- 抜粋:
************

モニター心電図の波形を正しく表出させるための装着方法

生体現象測定記録・監視用機器

さまざまな病気の診断に役立つ心電図。
正確に検査を行うには電極の装着方法が最も重要です。
心電図は電極の装着位置が少しずれるだけでも波形が変わってしまい、また電極の装着手順によっては波形にノイズが入ってしまい、正確な診断ができません。
臨床において心電図の装着は看護師や検査技師などのコメディカルスタッフが行うことも多く、また機器の販売(リース)業者がコメディカルスタッフ向けに指導研修を行うことも頻繁に行われています。
そのため、心電図の装着方法は医師だけが知っておけば良いわけではありません。
心電図を扱う全ての人は装着方法について知っておく必要があるのです。

○心電図の装着手順を解説
①電極と電極リード線を接続して電源を入れます。
四肢電極はリードチップの色とクリップの色を間違えないようにしましょう。
次に電極シールが乾いていないかチェックします。
新品のディスポ電極を使用する場合は、事前に生理食塩水につけておくなどのエージング処理をしておくと、より接触抵抗が少なくなります。

************

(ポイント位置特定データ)
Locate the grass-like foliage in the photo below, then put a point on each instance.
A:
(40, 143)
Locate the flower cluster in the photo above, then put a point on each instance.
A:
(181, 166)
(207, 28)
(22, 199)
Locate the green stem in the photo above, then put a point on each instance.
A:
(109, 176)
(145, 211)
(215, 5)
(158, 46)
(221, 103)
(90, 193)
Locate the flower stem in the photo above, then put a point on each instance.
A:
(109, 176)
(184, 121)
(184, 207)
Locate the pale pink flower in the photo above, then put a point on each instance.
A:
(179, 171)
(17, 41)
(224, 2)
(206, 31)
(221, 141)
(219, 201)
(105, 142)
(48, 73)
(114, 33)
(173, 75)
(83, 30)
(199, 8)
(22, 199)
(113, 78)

************

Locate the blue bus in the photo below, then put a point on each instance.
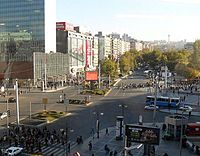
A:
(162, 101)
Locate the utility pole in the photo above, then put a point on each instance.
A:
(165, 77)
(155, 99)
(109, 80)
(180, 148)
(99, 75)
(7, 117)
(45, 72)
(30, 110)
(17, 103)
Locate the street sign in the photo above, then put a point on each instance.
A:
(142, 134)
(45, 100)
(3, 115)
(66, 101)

************

- 課題内容:
心電図装着の解説文を、最後の文の後から引き継いで書き進めてください。 これらの記録は心電図装着の解説文とは関係がありません。

- 課題の結果:
→酒井らは電極エージング処理方法のインビーダンス低減に与える影響についての研究を行っています。資料(pdf)はこちらから確認できます。

②電極を装着する患者様側の処置を行います。
皮膚に汚れや角質があると波形にノイズが混じってしまう原因となります。
一般的には皮膚をアルコール綿で清拭しますが、場合によっては専用のペーストを塗り込んだり、医療用のやすりで角質を削ることもあります。

③電極を装着していきます。今回は患者様の状態を病室やナースステーションでモニタリングできる「モニター心電図」の電極の装着方法を解説していきます。
モニター心電図では以下の位置に電極を貼り付けます。
赤…右鎖骨下
黄…左鎖骨下【アース】
緑…左側腹部
3点誘導法(Ⅱ誘導)では赤と緑の電極間の電位を測定していきます。黄はアースになります。

○その他の誘導法
上記の誘導が一般的ですが、患者様の疾患によってさまざまなモニター心電図の誘導法があります。

●MCL5誘導
赤…左鎖骨下(胸骨付近)
黄…右鎖骨下【アース】
緑…左側腹部(V5)
ST波、T波が強調されるため、狭心症に特徴的なST上昇と異常T波の観察に適した誘導法です。

●NASA誘導
赤…胸骨上縁
黄…左鎖骨下【アース】
緑…剣状突起
波形に筋電図が入りにくいため、P波の観察に適した誘導法です。

●MCL1誘導
赤…左鎖骨下
黄…右鎖骨下【アース】
緑…右胸部(V1)
P波が強調される誘導法です。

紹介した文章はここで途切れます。